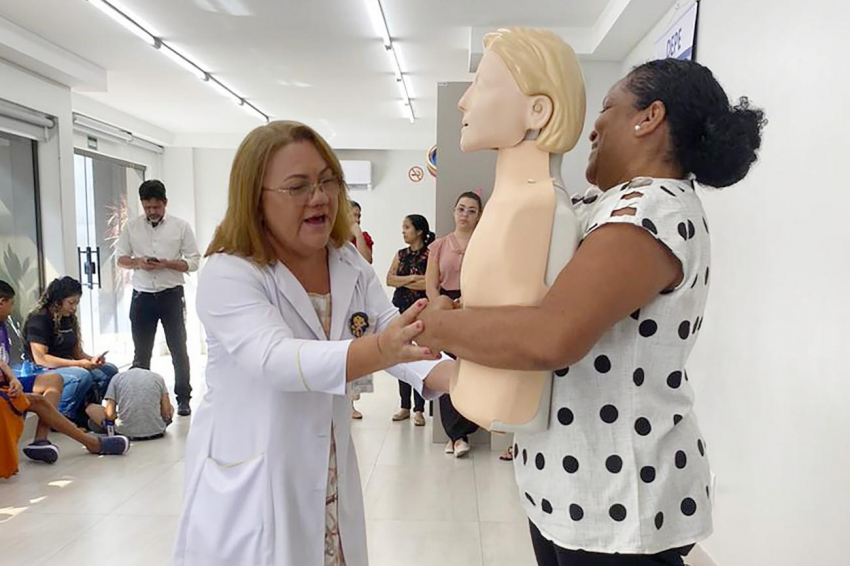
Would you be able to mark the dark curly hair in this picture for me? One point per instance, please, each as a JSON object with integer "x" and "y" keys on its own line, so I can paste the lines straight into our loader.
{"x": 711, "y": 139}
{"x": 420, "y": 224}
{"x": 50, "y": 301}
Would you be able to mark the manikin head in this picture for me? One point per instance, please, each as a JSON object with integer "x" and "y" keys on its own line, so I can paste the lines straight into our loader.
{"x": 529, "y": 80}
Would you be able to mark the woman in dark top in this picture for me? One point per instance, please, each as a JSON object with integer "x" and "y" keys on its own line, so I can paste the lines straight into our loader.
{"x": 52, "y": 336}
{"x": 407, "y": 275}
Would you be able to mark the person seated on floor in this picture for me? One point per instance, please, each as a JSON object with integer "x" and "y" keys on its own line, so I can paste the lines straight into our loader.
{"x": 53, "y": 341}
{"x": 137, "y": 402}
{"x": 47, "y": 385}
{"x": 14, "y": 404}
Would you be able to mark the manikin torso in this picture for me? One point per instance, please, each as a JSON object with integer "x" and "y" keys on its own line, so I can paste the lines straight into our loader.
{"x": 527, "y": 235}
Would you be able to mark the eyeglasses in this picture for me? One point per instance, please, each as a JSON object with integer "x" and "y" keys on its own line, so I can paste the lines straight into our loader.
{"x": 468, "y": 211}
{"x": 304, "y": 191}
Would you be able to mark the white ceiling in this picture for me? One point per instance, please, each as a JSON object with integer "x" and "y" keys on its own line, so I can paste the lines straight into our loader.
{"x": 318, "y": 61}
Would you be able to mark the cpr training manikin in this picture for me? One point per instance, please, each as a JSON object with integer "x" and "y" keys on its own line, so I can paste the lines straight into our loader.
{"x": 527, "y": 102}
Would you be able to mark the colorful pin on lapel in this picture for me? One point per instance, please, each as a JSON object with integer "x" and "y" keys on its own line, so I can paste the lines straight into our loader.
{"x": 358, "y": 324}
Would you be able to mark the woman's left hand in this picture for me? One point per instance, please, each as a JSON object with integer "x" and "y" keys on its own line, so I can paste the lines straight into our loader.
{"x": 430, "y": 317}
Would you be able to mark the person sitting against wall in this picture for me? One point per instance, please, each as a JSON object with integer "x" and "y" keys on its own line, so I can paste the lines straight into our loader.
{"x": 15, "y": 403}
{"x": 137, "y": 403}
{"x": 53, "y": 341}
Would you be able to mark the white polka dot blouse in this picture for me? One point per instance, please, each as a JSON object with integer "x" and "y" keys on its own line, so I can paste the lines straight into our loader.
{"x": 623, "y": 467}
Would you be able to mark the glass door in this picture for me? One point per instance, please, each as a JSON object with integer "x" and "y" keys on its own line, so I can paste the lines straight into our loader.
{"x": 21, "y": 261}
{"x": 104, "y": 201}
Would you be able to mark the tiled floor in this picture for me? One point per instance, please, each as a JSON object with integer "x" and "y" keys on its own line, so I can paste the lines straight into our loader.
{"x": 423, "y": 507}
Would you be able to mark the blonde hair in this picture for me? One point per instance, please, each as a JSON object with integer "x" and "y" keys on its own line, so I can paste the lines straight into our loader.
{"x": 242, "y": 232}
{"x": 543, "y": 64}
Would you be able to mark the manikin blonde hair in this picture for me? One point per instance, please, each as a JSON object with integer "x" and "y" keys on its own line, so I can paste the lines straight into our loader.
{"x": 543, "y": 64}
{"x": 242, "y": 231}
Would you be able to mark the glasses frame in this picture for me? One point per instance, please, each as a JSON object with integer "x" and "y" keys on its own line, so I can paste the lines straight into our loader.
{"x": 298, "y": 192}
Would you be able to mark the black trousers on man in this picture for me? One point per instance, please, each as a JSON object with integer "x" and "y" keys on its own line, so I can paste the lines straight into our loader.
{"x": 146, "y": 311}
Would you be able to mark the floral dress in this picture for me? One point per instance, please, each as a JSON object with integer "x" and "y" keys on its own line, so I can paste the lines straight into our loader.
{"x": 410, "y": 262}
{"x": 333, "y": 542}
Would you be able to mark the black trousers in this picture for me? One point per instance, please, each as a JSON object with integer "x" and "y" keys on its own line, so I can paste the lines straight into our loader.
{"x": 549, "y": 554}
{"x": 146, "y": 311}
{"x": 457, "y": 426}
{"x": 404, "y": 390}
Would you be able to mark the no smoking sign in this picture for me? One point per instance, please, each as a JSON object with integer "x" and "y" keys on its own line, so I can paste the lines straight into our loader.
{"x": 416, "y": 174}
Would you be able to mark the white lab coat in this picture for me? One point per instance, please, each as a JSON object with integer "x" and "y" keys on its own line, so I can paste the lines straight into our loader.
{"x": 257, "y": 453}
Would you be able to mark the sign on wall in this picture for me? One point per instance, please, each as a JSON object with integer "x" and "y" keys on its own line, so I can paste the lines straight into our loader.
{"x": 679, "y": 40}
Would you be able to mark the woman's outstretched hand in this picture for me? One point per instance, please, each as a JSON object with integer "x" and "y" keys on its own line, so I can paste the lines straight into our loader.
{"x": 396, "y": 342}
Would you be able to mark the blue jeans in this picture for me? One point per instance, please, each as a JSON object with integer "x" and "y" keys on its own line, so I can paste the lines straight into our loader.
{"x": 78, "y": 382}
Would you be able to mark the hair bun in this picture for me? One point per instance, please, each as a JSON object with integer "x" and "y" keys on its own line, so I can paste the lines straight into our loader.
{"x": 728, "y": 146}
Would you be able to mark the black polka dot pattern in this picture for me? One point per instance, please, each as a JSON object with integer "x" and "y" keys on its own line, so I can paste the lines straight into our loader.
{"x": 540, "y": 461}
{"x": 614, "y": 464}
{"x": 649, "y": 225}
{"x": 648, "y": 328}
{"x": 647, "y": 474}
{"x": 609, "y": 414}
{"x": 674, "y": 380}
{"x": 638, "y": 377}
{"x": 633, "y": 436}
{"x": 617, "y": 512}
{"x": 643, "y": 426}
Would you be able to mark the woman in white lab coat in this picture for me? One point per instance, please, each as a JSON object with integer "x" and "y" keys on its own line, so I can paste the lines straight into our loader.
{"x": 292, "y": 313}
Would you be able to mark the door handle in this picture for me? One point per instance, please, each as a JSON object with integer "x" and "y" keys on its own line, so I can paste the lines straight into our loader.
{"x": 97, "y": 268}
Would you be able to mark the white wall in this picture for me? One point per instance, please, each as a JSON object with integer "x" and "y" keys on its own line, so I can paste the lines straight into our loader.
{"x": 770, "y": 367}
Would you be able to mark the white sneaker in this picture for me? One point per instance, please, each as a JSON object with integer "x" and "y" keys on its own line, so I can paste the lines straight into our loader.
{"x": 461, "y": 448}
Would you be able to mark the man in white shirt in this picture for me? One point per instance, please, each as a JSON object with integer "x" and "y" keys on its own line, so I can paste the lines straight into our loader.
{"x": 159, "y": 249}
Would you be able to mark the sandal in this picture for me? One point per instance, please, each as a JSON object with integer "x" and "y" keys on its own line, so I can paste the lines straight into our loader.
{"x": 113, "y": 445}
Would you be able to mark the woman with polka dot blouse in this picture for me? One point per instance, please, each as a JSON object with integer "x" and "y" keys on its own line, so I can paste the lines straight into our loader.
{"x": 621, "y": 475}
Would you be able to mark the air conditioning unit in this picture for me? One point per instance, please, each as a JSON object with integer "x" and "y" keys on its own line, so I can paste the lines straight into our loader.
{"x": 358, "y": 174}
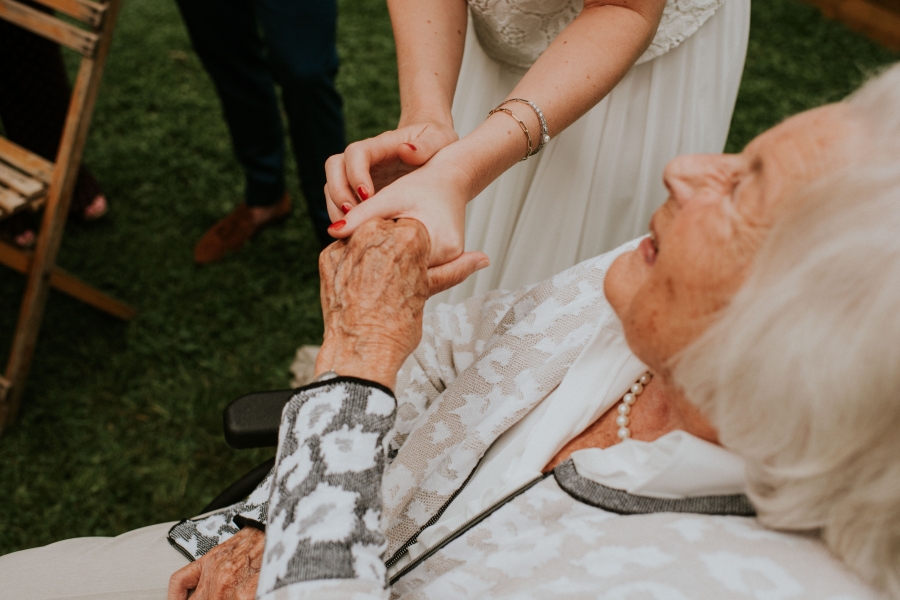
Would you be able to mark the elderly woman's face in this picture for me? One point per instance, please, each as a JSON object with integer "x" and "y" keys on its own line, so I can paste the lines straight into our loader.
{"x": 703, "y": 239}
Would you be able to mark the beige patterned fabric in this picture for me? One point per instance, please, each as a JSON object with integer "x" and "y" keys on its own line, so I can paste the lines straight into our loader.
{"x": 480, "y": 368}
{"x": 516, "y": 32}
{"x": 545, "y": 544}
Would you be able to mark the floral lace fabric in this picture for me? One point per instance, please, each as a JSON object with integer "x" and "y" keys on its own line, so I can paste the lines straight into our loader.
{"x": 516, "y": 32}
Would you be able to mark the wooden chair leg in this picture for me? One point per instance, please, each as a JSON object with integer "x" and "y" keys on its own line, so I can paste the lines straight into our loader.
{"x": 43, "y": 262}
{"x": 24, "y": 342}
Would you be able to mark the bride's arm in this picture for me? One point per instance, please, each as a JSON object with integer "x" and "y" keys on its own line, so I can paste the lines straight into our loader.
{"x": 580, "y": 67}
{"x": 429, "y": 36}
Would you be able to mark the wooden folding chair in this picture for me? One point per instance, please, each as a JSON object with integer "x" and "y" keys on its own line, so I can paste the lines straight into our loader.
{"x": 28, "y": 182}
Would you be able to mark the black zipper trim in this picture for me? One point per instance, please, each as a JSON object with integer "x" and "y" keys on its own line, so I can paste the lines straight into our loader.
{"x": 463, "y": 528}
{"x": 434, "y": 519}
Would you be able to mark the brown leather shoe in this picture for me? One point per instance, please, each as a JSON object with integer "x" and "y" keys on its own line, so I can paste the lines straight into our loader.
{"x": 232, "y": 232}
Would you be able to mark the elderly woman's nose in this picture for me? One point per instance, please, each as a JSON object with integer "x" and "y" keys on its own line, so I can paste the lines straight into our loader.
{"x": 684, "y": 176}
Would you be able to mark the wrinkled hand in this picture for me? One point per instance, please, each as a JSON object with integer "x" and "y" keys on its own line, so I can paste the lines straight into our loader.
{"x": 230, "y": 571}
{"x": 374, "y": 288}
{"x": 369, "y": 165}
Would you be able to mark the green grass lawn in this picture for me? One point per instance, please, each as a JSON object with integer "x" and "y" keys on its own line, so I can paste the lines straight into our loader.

» **ASSIGNED TASK**
What should come out is the exact run of lines from the one holding "Would you be able to mark the black zipper" through the end of the records above, and nothing besides.

» **FINISHED TASK**
Would you be able to mark the black zipper trim in this picture for me? One point per instance, please, each as a JSON object with integer "x" and "y" keys on its own line, so I can paste the lines straight into our loader.
{"x": 463, "y": 528}
{"x": 434, "y": 519}
Would you be able to mark the brown leather shoe in this picture for me? One point per instance, please, each as a JSON object with integer "x" and "y" keys on its own line, so I can paste the lines straight into our loader.
{"x": 232, "y": 232}
Would you be able to mark the elderly woman's nose in this picture for me? One point per instance, please, each as a JSON object with integer "x" and "y" keys on its own line, so I can paste the lines straight into our loader.
{"x": 684, "y": 176}
Would you be able to mark the wrinkled hand in this picture for me? One point per instance, please, each as a JSON object with integer "x" and "y" keys on its own line, so I can paste the lines straight into our loader.
{"x": 230, "y": 571}
{"x": 374, "y": 288}
{"x": 369, "y": 165}
Would you be able to mark the green grass lawn in this picture for me? One point per instance, please, each as a JSON object with integer "x" and "y" keys on its own line, so I can paste the lines straight into our loader.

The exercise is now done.